Type out each entry exactly as it appears, but keep every image out.

** Opening STUDY MATERIAL block **

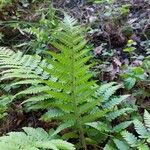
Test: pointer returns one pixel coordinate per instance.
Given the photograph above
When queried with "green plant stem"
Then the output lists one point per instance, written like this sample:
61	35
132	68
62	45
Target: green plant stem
74	100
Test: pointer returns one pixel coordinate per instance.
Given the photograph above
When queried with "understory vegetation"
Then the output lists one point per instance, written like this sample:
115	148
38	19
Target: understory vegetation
74	75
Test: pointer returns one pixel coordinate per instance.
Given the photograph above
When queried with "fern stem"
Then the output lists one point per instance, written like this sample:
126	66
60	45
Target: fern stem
74	100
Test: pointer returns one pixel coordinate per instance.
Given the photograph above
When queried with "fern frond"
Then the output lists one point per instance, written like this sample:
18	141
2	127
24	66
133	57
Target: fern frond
113	115
32	139
130	138
121	145
140	129
147	119
115	101
122	126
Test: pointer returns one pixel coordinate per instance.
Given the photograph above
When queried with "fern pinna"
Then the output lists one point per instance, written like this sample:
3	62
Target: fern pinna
62	84
33	139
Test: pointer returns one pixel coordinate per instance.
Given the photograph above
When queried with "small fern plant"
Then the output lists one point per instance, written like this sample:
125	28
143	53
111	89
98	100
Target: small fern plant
62	84
33	139
142	142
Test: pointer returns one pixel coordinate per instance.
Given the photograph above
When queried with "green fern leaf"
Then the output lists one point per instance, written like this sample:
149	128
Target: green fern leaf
130	138
140	129
147	119
121	145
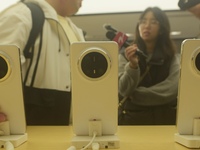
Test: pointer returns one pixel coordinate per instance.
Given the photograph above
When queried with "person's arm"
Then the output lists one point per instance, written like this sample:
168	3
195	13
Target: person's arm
15	26
128	77
161	93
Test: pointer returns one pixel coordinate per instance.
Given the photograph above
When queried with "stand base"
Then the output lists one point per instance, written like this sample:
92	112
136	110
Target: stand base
16	140
105	142
190	141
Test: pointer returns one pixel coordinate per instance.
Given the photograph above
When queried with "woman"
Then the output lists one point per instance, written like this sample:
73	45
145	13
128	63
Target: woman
149	84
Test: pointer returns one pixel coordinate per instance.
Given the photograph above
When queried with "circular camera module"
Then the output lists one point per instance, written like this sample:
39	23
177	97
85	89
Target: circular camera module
5	69
94	63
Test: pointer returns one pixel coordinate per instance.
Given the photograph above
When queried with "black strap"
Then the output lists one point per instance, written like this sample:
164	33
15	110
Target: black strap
37	24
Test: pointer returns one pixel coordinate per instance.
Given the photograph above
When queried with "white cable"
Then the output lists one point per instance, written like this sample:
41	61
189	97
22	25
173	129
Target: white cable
8	145
92	140
95	146
72	148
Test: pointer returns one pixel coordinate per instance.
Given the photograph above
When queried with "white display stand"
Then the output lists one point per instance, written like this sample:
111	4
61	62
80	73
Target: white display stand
105	142
190	141
16	140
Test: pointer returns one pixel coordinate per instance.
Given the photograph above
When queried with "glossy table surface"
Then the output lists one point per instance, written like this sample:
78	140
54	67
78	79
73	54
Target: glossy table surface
131	138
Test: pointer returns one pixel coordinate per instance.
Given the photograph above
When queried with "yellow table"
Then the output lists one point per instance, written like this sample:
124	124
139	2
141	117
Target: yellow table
131	138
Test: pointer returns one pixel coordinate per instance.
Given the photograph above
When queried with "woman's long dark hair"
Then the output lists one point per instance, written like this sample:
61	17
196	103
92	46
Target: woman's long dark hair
164	43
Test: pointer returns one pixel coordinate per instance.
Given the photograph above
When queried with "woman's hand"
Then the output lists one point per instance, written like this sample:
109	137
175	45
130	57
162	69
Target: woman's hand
131	56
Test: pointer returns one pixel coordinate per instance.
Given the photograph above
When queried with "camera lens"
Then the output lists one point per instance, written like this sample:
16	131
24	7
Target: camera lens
94	65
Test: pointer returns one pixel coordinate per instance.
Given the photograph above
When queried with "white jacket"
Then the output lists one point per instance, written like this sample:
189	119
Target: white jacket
54	64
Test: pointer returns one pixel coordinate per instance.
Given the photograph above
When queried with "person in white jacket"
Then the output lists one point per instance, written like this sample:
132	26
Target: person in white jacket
47	85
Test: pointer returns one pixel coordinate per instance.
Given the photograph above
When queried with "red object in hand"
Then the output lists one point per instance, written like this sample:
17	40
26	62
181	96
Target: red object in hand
2	117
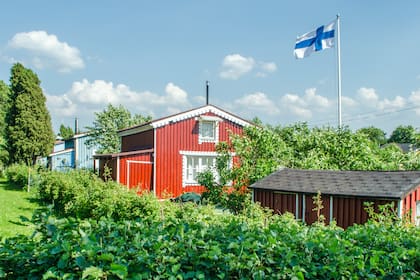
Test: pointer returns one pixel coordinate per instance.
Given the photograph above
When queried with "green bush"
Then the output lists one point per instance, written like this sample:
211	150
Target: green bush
18	175
193	242
80	193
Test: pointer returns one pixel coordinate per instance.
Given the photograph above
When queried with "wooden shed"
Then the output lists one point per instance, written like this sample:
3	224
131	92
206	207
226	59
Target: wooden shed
165	155
343	193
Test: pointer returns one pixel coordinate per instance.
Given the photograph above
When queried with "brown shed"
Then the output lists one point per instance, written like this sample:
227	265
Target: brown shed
343	193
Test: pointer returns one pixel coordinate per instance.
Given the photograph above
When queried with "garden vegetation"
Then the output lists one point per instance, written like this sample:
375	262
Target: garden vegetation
99	230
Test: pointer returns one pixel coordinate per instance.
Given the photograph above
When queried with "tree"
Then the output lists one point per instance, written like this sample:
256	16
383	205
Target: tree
375	134
4	105
66	132
29	132
403	134
104	131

** Closing STUDY MATERIAL block **

**WRITTEN RESPONSE:**
Test: pointer returns one pixel coordinate per instance.
Given the photograph above
When queried with "green plant stem"
Then the output lists one point per instance, written like this sample:
61	35
132	68
62	45
Target: green plant stem
74	100
Test: pointer returns one pixel coordinate per instance.
Given the photograph above
When queried with "understory vegetation"
Then the output lists one point per instance, written like this sample:
115	148
38	19
Target: understory vegetation
74	75
Test: pointer returns one pixel coordinate per instance.
Given the photograph above
When queried with "fern stem"
Then the output lists one point per instance, written like this sample:
126	66
60	45
Target: fern stem
74	100
Test: pointer returns one pixel coordinate per instance.
Given the photograph above
When queried with "fern frond"
Then the output lists one point per instance, written like this sample:
18	141
2	127
24	66
133	57
Target: fern frond
113	115
32	139
130	138
121	145
140	129
147	119
115	101
122	126
Test: pointer returns one pixel coordinate per instance.
Given the photograph above
When queried with "fern pinna"
Then the output lists one point per instance, written like this sample:
3	62
Target: fern pinna
62	84
33	139
Test: pointer returns one pixel coordinate per instance.
Given the photograph above
When queried with "small fern plant"
Then the output lists one point per instance, written like this sample:
125	28
143	53
111	89
98	100
Target: small fern plant
62	84
33	139
142	142
Test: pointer returns one pixel coordinate per instance.
Given the photograph above
When queried with "green fern leaf"
Then the output lists one point per instance, written like this sample:
149	128
Target: green fern leaf
130	138
140	129
147	119
121	145
Test: pointer returns one pixel coordinate per instance.
Given the photograph above
When queried with "person's arm"
Then the output lists one point per instance, written like this sample:
168	3
195	13
Target: person's arm
15	26
128	77
161	93
Test: pointer returns one pixel coordinate per instance.
Given the photograph above
When queried with "stand base"
Then the output lists one point per instance, written like this sample:
92	112
136	110
Target: stand base
16	140
105	142
190	141
Test: pointer returns one pixel coordinate per instance.
Given the photograph above
When queried with "woman"
Then the output lists one point per instance, written like this sample:
73	45
145	13
128	63
Target: woman
149	84
Test: pointer returns one pixel coordinate per instance.
Given the photograph above
When queried with "circular camera module"
Then the output lists one point per instance, written like this sample:
39	23
177	97
85	89
Target: circular camera module
5	69
94	63
Test: pointer returns one pixel coordinate per instance.
Given the photograph above
When queried with "black strap"
Then the output lists one point per instance, written like this sample:
164	33
15	110
Target: black strap
37	24
Test: pointer returns one pixel coordinate per instance.
Given the photograph above
When queried with "white cable"
Then the output lists one point per instance, written like this sample:
41	61
189	97
22	25
173	129
Target: white cable
8	145
92	140
95	146
72	148
Test: pointer returns one pixel coordinate per instance.
Given the photograph above
When queried with "white display stand"
Then the output lists one point per instance, written like this sample:
111	4
61	62
80	73
Target: white display stand
105	142
190	141
16	140
Test: pointer returns one pixel coordinate per instance.
Given the photograph above
When queried with "glossy table surface"
Then the output lists one point per instance, written like this sample:
78	140
54	67
78	79
73	54
Target: glossy table surface
131	138
Test: pointer returns one pixel coordinate per instance.
Given the photograph above
When queried with "yellow table"
Then the output lists one point per instance, written like this sample:
124	124
139	2
141	117
Target: yellow table
131	138
Test: pointer returns one pixel coordinate per instance.
Given the photograph above
When queried with "woman's long dark hair"
Then the output lists one point per instance, written like this sample:
61	17
196	103
92	46
Target: woman's long dark hair
164	43
Test: pointer returns one pixel coordinate per instance.
Given the photograph above
When queried with "woman's hand"
Then the output lists one point per instance, written like this sample:
109	137
175	45
130	57
162	69
Target: woman's hand
131	56
Test: pointer returns one pixel coordinate per instance.
Given the photograph above
When queried with "camera lens"
Then the output lists one point per instance, written like this sample:
16	131
24	7
Target: camera lens
94	65
Test: pointer returns one pixel coordinate per instance.
Given the photograph above
When queried with "white jacket"
Then the output lists one point per instance, written like this sample:
189	119
Target: white jacket
54	64
Test: pointer returns one pixel coordinate per instance.
Given the photograph above
When queried with "person in white jacket"
Then the output lists one point per instance, written like this sample:
132	26
Target: person in white jacket
47	85
Test: pointer returns one pixel coordinate per instance.
Given the photograph above
When queried with "red object in hand"
Then the output lists one point per instance, written like this sample:
17	40
26	62
181	96
Target: red object in hand
2	117
Test: pointer returns one pixel coordinate per instance.
Given the photograph above
When queried with "green bush"
Then the output lists one point per instance, written like this sample:
211	150
Target: green bush
18	175
193	242
80	193
Test: pointer returns one pixel coordinate per instance.
Given the photograph above
When queried with "wooden shed"
Then the output lists one point per instance, written like this sample:
3	224
131	92
206	207
226	59
Target: wooden shed
165	155
343	193
Test: pointer returns one pixel coordinate per instance.
Given the photograph above
When queried with "brown shed"
Then the output lists one point per instance, written like this sample:
227	265
Target: brown shed
343	193
Test: pointer returns one pixel coordinate per instance.
Given the photograph above
When queried with "garden vegetation"
Then the output lists one point per instance, written like this sample:
375	262
Target: garden vegetation
99	230
Test: pointer returns one pixel coordinate per instance.
Given the photograph above
When queried with "tree"
Then the output lists one point per instance, written like this sample:
256	16
383	205
Target: tree
375	134
4	105
66	132
29	132
403	134
104	131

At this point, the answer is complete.